---- Extracted data
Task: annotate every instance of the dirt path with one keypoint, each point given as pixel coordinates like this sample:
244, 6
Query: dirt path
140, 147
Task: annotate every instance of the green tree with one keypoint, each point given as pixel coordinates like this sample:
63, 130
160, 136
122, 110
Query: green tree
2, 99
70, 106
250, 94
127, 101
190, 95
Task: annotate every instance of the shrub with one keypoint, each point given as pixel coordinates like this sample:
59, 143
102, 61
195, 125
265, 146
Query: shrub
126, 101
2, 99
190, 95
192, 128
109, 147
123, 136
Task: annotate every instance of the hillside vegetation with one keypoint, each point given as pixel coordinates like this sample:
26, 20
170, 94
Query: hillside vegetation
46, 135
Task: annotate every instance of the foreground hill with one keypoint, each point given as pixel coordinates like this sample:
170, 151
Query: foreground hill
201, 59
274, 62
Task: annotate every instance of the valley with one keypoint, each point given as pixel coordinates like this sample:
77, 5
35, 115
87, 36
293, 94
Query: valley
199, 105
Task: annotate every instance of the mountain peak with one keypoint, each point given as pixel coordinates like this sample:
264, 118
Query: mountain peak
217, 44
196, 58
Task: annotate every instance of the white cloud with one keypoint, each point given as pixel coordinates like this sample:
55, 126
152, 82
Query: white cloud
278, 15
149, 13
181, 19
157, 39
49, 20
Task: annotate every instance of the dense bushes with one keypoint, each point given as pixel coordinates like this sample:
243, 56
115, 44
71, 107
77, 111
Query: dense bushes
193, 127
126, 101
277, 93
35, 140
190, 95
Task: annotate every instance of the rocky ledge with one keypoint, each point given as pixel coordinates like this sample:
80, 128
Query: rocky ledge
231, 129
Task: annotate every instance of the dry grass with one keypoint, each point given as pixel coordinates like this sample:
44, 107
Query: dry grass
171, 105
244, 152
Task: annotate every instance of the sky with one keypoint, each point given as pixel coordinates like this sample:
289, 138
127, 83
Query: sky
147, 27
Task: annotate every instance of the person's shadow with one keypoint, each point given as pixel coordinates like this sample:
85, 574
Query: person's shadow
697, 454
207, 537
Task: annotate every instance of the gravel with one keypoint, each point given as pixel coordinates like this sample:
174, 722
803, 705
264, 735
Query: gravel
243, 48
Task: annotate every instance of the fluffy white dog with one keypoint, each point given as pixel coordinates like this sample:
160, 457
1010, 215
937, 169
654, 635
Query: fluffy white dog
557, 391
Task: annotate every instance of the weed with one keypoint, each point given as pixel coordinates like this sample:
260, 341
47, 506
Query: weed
--------
[Exercise objective]
Transcribe all entries word for word.

[Answer section]
Task: annotate every instance of the dirt path with one keypoint, each point given as pixel coordinates like this sample:
244, 6
Query: dirt path
140, 147
Task: annotate every instance of the green tree with one keypoint, each point given as pixel coordinates like this sample:
63, 130
160, 136
122, 110
Query: green tree
2, 99
70, 106
250, 94
127, 101
190, 95
Task: annotate every instance of the shrub with one keypoint, each point given as pixel coordinates like this sample:
59, 143
102, 61
195, 125
265, 146
Query: shrub
126, 101
2, 99
190, 95
192, 128
109, 147
123, 136
Task: annotate every instance of the hillside vegetation with one keypoint, each point given as pixel coordinates like this sample:
26, 20
170, 94
Query: hillside vegetation
46, 135
Task: annotate every instance of the foreground hill with one keypoint, each point given as pixel coordinates like this sample:
170, 151
Query: foreground hill
201, 59
274, 62
Task: annotate every instance of the valley with one keypoint, each point given as pixel coordinates like this sample:
77, 5
35, 115
87, 36
293, 94
Query: valley
199, 105
Task: annotate every instance of the mountain peak with one keypoint, each point given as pixel coordinates like this sample:
264, 118
Query: mountain peak
217, 44
196, 58
Task: annotate every instance of the white cloud with one keypoint, each point given as pixel coordinates like this sample:
55, 126
152, 82
Query: white cloud
278, 15
149, 13
181, 19
157, 39
49, 20
Task: annotate every instance of the dense bushes with one keypoint, each point given as pixel coordinates like this sample:
243, 56
115, 44
71, 107
77, 111
Query: dense bushes
193, 127
126, 101
277, 93
35, 140
190, 95
Task: annotate every instance of the rocky ledge with one keypoint, each point given as pixel coordinates like this sample:
80, 128
Query: rocky ledge
231, 129
Task: annotate every instance of the dry grass with one keypoint, each point given as pixel coordinates like this sample:
44, 107
Query: dry grass
171, 105
244, 152
Task: annotate every instance of the sky with one keypoint, each point given as pixel coordinates like this sample:
289, 138
127, 83
Query: sky
147, 27
Task: annotate every instance of the person's shadow with one keypoint, each point given as pixel coordinates like this sample:
85, 574
Query: person's shadow
697, 454
207, 537
Task: annotate every instance of the gravel with one keypoint, each point given as pixel coordinates like this sample:
174, 722
803, 705
264, 735
Query: gravel
243, 48
Task: annotate every instance of the fluffy white dog with one keypoint, each point given as pixel coordinates like this sample:
160, 457
1010, 215
937, 169
654, 635
Query: fluffy white dog
557, 391
Task: annotate every instance of the weed with one keypoint, each point given as pixel coordinates like this sample:
260, 341
47, 506
Query: weed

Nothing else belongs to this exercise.